Referring expression pointing data:
►

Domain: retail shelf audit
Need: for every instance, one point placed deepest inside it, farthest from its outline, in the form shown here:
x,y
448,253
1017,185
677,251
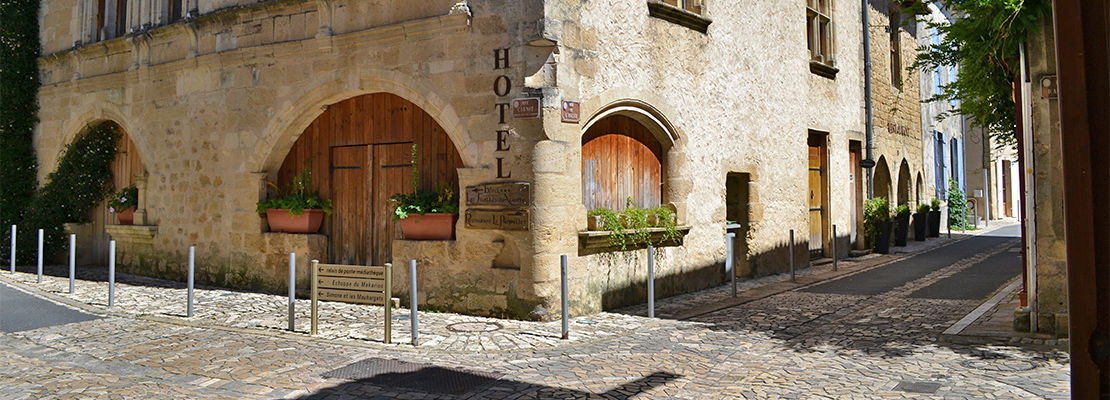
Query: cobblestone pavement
x,y
776,342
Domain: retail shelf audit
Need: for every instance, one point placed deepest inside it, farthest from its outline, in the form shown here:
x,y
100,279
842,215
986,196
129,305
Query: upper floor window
x,y
896,69
819,37
689,13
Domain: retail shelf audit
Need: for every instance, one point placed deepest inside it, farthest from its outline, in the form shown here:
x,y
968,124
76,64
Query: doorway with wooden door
x,y
360,153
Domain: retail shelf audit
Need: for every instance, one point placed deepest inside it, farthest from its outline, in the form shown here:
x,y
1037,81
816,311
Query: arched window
x,y
621,159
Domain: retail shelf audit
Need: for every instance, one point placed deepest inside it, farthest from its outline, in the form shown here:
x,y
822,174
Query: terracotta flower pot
x,y
429,227
306,222
127,217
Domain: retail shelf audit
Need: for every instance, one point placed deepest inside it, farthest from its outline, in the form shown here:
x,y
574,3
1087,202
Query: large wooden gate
x,y
360,152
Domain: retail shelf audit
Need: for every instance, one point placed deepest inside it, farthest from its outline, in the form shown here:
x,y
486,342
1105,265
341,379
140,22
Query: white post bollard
x,y
13,249
40,256
72,260
111,273
192,252
292,289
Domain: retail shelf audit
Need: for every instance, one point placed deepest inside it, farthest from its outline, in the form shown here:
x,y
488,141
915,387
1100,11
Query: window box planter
x,y
283,221
432,226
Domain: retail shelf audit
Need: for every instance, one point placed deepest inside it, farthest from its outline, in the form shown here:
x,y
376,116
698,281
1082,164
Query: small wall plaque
x,y
510,193
515,219
527,108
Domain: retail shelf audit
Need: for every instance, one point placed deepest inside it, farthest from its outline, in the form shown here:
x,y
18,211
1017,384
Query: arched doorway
x,y
360,153
904,183
127,166
883,179
621,159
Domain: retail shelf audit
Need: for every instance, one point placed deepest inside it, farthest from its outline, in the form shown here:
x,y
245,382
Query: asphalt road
x,y
977,282
20,311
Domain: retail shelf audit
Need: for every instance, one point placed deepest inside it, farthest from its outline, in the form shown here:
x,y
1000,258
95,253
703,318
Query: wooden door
x,y
350,241
816,203
392,175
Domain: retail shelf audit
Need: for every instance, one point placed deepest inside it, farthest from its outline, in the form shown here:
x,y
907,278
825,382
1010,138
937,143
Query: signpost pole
x,y
313,285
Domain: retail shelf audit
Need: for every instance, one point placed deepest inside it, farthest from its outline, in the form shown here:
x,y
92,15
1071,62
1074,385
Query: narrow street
x,y
874,332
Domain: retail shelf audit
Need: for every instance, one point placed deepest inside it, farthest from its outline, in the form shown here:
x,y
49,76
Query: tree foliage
x,y
984,42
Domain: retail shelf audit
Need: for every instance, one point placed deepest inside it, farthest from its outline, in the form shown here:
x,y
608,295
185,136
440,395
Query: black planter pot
x,y
901,230
881,245
920,226
934,223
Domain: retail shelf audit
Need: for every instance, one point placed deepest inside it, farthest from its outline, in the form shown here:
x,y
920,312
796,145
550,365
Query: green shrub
x,y
79,185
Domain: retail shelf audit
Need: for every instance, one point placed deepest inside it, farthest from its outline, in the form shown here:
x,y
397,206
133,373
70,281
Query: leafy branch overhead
x,y
985,43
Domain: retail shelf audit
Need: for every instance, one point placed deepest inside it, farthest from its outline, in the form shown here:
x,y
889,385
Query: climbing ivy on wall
x,y
19,88
81,181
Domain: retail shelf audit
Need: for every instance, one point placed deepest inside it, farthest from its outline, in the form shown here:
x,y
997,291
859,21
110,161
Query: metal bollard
x,y
72,260
729,267
651,281
13,249
566,317
791,256
292,290
40,256
111,273
412,301
192,253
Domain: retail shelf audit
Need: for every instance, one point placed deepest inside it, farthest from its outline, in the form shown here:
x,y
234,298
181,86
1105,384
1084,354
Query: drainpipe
x,y
867,98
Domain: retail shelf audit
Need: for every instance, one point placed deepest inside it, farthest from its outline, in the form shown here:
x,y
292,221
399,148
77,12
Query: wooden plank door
x,y
349,240
816,203
392,175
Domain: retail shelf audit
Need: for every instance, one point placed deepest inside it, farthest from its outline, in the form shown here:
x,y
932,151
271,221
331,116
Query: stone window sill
x,y
823,69
141,235
591,242
670,13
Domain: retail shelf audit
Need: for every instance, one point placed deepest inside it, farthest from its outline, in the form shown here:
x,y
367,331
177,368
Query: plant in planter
x,y
877,225
935,219
295,209
634,225
901,225
921,222
123,205
426,215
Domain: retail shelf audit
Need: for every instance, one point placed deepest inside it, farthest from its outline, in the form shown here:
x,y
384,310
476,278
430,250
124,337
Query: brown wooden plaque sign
x,y
510,193
352,297
572,111
513,219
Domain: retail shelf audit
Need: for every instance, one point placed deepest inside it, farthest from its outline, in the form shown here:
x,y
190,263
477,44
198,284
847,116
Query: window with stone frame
x,y
819,37
896,67
692,6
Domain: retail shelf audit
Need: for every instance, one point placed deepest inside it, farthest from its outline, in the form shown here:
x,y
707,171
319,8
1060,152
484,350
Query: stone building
x,y
899,173
942,141
728,111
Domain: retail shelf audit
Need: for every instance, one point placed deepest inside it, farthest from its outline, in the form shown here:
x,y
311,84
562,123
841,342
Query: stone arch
x,y
881,178
288,128
905,191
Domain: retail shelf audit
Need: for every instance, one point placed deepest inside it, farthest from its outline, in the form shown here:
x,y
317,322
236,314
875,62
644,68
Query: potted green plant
x,y
426,215
295,209
935,219
921,222
901,225
877,225
123,205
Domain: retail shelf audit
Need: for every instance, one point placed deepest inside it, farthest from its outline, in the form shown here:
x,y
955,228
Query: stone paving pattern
x,y
770,342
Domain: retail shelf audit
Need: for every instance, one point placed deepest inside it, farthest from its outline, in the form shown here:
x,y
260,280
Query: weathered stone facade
x,y
215,101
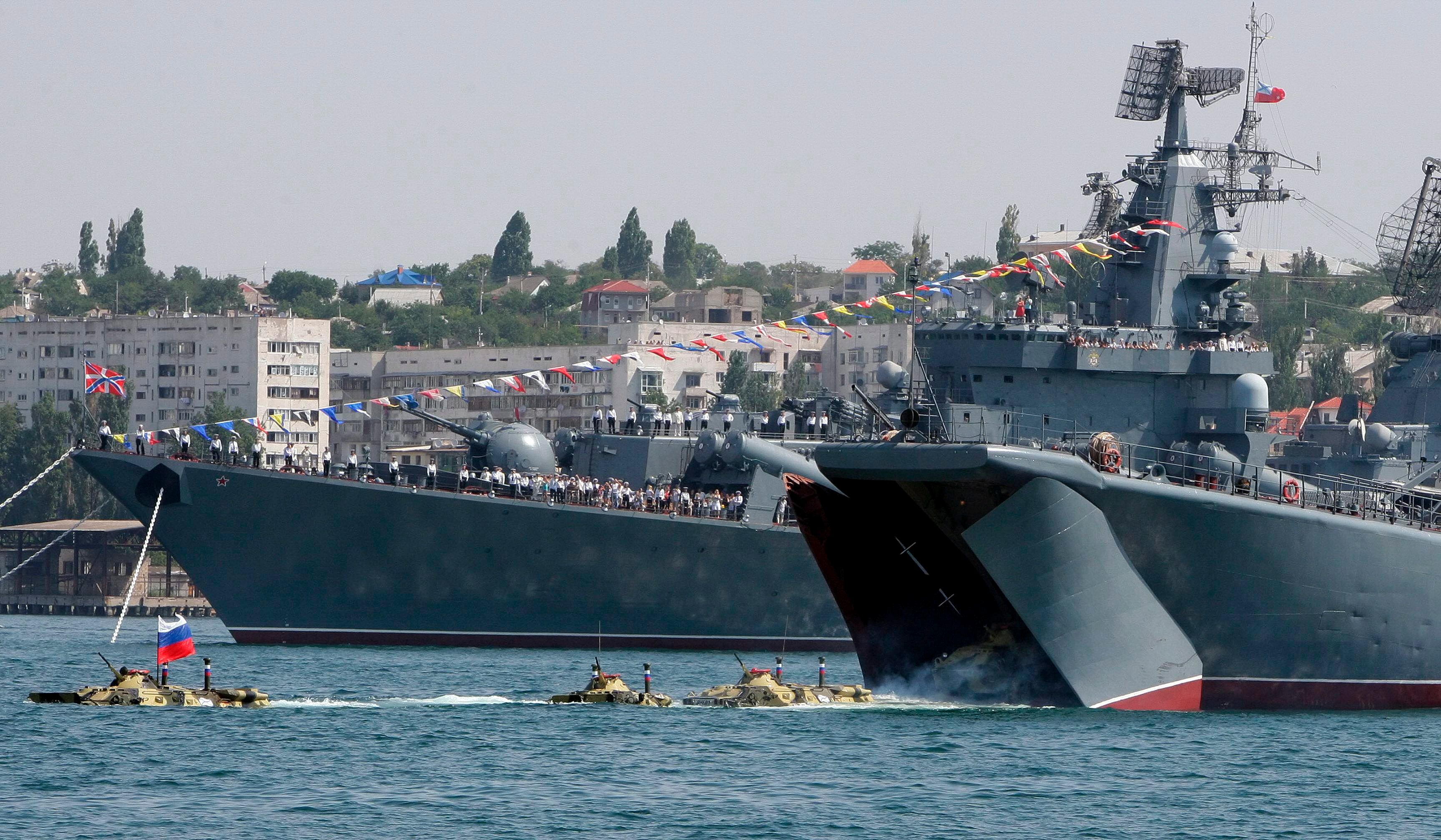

◄

#### Task:
What you return must match the records exactly, apart from the images, which are omitted.

#### Response area:
Domain: retail shelf audit
Need: for every instance, one point placed deepest inside it, farthest from its outline, in the form shown here:
x,y
448,253
1017,185
677,251
Query: cobblestone pavement
x,y
776,342
Domain: retail shelf audit
Need: for every instance, one point placed deepest inside it, farthest from its outline, in the form shown here:
x,y
100,279
842,215
986,196
129,305
Query: upper floor window
x,y
896,69
819,37
689,13
Domain: retail shelf audit
Need: for every instance, one point placed deepest inside it, farthest from its outline, in the form shown here:
x,y
968,124
76,64
Query: doorway with wooden door
x,y
360,153
Domain: retail shelf audit
Need: for every instance, one point placed deepest inside it, farthest from its outline, in the form shown here:
x,y
1037,81
816,311
Query: arched window
x,y
621,159
Domain: retail shelf audit
Need: for every instance, one point placed deepest inside it, farthest from its outline, in the form shown here:
x,y
822,174
Query: terracotta flower pot
x,y
429,227
306,222
127,217
Domain: retail shelf audit
Need: for every instance, one point placed deepest inside it, farthest from its outline, in the form shown here:
x,y
574,3
1087,202
Query: large wooden gate
x,y
360,152
Domain: retail shelf audit
Need: for every instance, one point placed deepest inside it, farthest from its outline, in the form shown here:
x,y
486,342
1105,265
341,379
140,22
Query: white post bollard
x,y
13,249
40,256
72,260
111,273
192,252
292,289
Domain: retail shelf audit
Need: for every instance, one point placed deepest inside it, farthest from its outline, in the form shown here:
x,y
488,141
915,387
1100,11
Query: window box planter
x,y
283,221
432,226
Domain: retail shelf audit
Need: for every instance, one point placed deepest inside it, farthest from its outline, in the form shown here:
x,y
376,116
698,281
1082,164
Query: small wall plaque
x,y
510,193
515,219
527,108
Domain: retail shelf audit
Need: for every instance, one point placed deepest inside it, farthest from its outline, in the form shown here:
x,y
18,211
1017,384
Query: arched doorway
x,y
360,153
904,183
127,166
883,179
621,159
Domain: retail shelf audit
Need: for every instance, one point placed deepest inside it, farthest from its outline, in the form shown here:
x,y
245,382
Query: asphalt road
x,y
977,282
20,311
Domain: retail shelf audit
Need: for every instance, one point placed deepest inside it, farthest from its outline, in the form shown here:
x,y
1000,258
95,253
703,318
Query: wooden door
x,y
350,241
816,203
392,175
Domain: retail shelf audit
Need: for every instance, one point placed deepest inside it, farthest from its outline, in the form shown here:
x,y
907,278
825,382
1010,138
937,143
Query: signpost pole
x,y
313,285
Domain: retail shelf audit
Need: for every instance, one point placed deepest inside it, farthest from its outline, in the form shown here:
x,y
92,15
1071,62
1074,385
Query: narrow street
x,y
874,332
Domain: retail shelf audit
Need: for every instance, one point placed deepest inside it, farthest from its outline, in the form shown here:
x,y
49,76
Query: tree foliage
x,y
984,42
Domain: retail shelf audit
Need: for every instance, one point placed deepest inside it, farthest from its outline, in the form shown here:
x,y
608,295
185,136
440,395
Query: black planter pot
x,y
901,230
881,245
920,226
934,223
Domain: retail shelf audit
Need: for every instance, one point placed deepest inside it, farthest from its outline, in the form shown here:
x,y
920,312
796,145
550,365
Query: green shrub
x,y
79,185
Domain: retail shelf audit
Need: for every instance, one point placed deepest inside it, farthest from its outline, in the form shown here:
x,y
397,206
133,373
70,281
Query: leafy branch overhead
x,y
985,43
Domain: retail shelf audit
Need: for every instance, one point placed deepest inside it, farthest from its outline, in the form shown here:
x,y
889,385
Query: climbing ivy on wall
x,y
19,88
81,181
Domain: retail shelf audit
Need: for every instance, one point placed deepest inside it, farthest from its outline, in the form shown here:
x,y
997,291
859,21
110,161
Query: metal bollard
x,y
72,260
729,267
651,281
13,249
566,317
791,256
292,290
40,256
111,273
412,301
192,253
Domain: retail shelf audit
Need: for every instance, one point placed deepest inside it, farthest from its outline, in the form shown here:
x,y
234,298
181,86
1105,384
1084,354
Query: drainpipe
x,y
867,98
Domain: retail shelf audit
Need: for every instance, one point placed deepest inside it, farthest from its outline, in the form shown here:
x,y
292,221
399,148
77,12
Query: wooden plank door
x,y
349,240
816,203
392,175
Domain: retail shelf audit
Need: for every instance, one point placed deepest inside it, farthest from its outline, in the form shown here:
x,y
932,151
271,221
331,116
Query: stone window sill
x,y
823,69
141,235
591,242
670,13
Domain: retail shelf audit
Need: for every instance, one point placed deepest inside it, farthest from its outline, in the form shown here:
x,y
367,331
177,368
Query: plant in planter
x,y
877,225
935,219
295,209
634,225
901,225
921,222
123,205
426,215
Domain: retail shelf audit
Need: for every instance, one point placed deepest inside it, farthest from its outline, in the form shown here:
x,y
384,310
476,278
430,250
124,337
Query: brown wooden plaque sign
x,y
510,193
352,297
572,111
513,219
Domain: retail shelf audit
Need: for every instance, one point placed deepest inside it, farthest from its outline, in the form shown here:
x,y
190,263
477,44
198,284
847,116
Query: window with stone frame
x,y
819,37
896,67
692,6
Domain: retail shelf audit
Need: for every instance, one point placed deepest inside it, farthest from its outline, in the form shown here:
x,y
707,171
319,8
1060,152
484,350
Query: stone building
x,y
899,173
942,141
728,111
Domain: retail shelf audit
Need: for every instance, one point placed deepest inside it, farthest from its outline, in the form shown here:
x,y
311,84
562,123
841,342
Query: stone arch
x,y
881,178
288,128
905,191
Domain: retail shelf audit
Need: for every instance, one point placed deepest inside it, farthest from its outline, in the form shown here:
x,y
317,322
236,314
875,62
644,68
Query: potted green plant
x,y
426,215
295,209
935,219
921,222
901,225
877,225
123,205
Domain: retail shelf audit
Need: for every instance, one point placed deepest inside it, farthest from its outline, in the form shown here:
x,y
955,228
Query: stone paving pattern
x,y
770,342
Domain: retail shelf audit
Need: for every instance, one point placed deepest inside it, farthest from its outline, in the form shown here:
x,y
260,280
Query: weathered stone facade
x,y
215,101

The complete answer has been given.